▸ **TASK INPUT**:
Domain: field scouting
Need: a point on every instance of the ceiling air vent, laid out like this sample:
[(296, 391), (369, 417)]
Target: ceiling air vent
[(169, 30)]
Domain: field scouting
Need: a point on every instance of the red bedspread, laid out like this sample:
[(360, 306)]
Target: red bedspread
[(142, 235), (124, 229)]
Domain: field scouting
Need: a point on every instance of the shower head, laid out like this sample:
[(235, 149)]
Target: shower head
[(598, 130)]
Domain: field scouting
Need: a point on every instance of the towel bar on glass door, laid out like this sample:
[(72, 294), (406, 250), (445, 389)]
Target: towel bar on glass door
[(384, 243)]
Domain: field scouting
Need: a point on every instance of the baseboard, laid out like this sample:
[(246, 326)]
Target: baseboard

▸ **REQUEST**:
Give the entries again in full, exactly as they are written.

▸ **RESPONSE**:
Domain: field scouting
Need: a point on every instance of the ceiling air vent, laid out like this sample:
[(296, 391), (369, 417)]
Target: ceiling air vent
[(169, 30)]
Domain: field scouting
Need: a point on every instance of the red bedspread, laid out like this sample:
[(360, 306)]
Target: red bedspread
[(142, 235), (124, 229)]
Domain: field scouting
Need: a point on every instance of the shower head, laid out like this sample:
[(235, 149)]
Target: shower head
[(598, 130)]
Domain: field scouting
Need: a point on every instance of the towel bar on glass door, laid out like this sample:
[(72, 294), (406, 250), (445, 389)]
Target: towel bar on glass door
[(384, 243)]
Domain: field scouting
Need: a point on every instance of the baseboard, laid out like this sample:
[(246, 326)]
Target: baseboard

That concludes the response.